- _WHAT YOU WILL DO_: List each line of the data that holds the word "stump".

- _DATA TO USE_:

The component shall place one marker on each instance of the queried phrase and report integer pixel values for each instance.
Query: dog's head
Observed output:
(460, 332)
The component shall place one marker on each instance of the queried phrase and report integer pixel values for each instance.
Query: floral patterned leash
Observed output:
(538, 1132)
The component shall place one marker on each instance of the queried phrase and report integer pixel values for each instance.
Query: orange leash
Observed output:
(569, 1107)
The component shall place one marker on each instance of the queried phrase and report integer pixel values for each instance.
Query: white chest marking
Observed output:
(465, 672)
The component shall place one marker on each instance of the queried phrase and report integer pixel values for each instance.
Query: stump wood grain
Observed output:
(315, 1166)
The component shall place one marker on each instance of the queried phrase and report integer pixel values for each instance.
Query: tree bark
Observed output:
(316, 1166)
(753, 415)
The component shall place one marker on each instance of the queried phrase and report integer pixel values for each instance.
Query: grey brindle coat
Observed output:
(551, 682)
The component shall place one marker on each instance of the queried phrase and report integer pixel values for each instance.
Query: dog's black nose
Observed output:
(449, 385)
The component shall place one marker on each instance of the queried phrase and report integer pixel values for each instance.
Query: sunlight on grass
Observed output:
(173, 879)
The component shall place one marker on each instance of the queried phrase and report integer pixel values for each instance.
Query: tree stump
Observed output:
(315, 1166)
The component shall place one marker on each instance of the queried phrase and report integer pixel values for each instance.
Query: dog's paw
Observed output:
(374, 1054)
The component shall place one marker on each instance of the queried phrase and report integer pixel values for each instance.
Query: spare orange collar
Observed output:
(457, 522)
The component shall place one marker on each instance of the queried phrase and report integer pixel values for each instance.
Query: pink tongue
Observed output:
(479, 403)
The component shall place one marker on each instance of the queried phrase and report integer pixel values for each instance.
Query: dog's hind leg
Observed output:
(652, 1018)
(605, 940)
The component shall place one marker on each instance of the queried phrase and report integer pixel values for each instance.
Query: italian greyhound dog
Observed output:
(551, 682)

---

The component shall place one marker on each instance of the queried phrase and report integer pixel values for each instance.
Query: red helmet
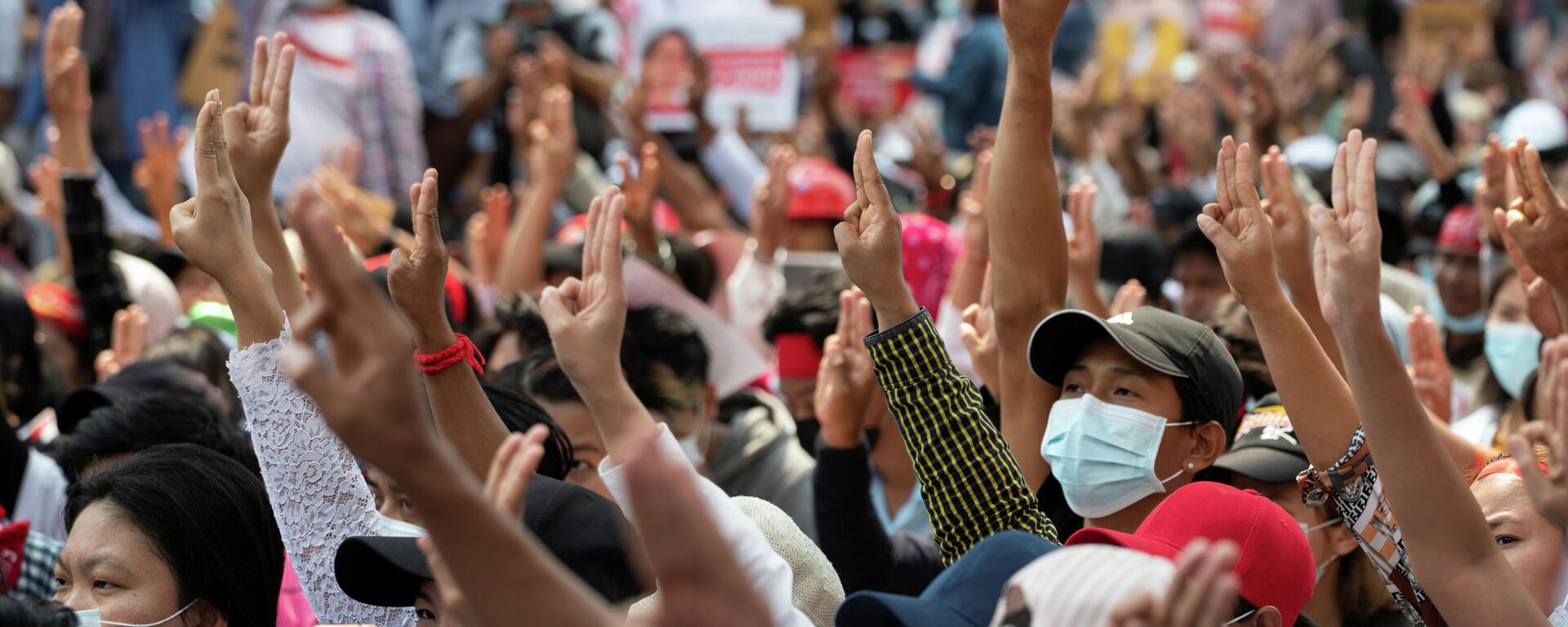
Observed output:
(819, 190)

- _THE COMPLETED TASK_:
Query: stump wood grain
Query: tree stump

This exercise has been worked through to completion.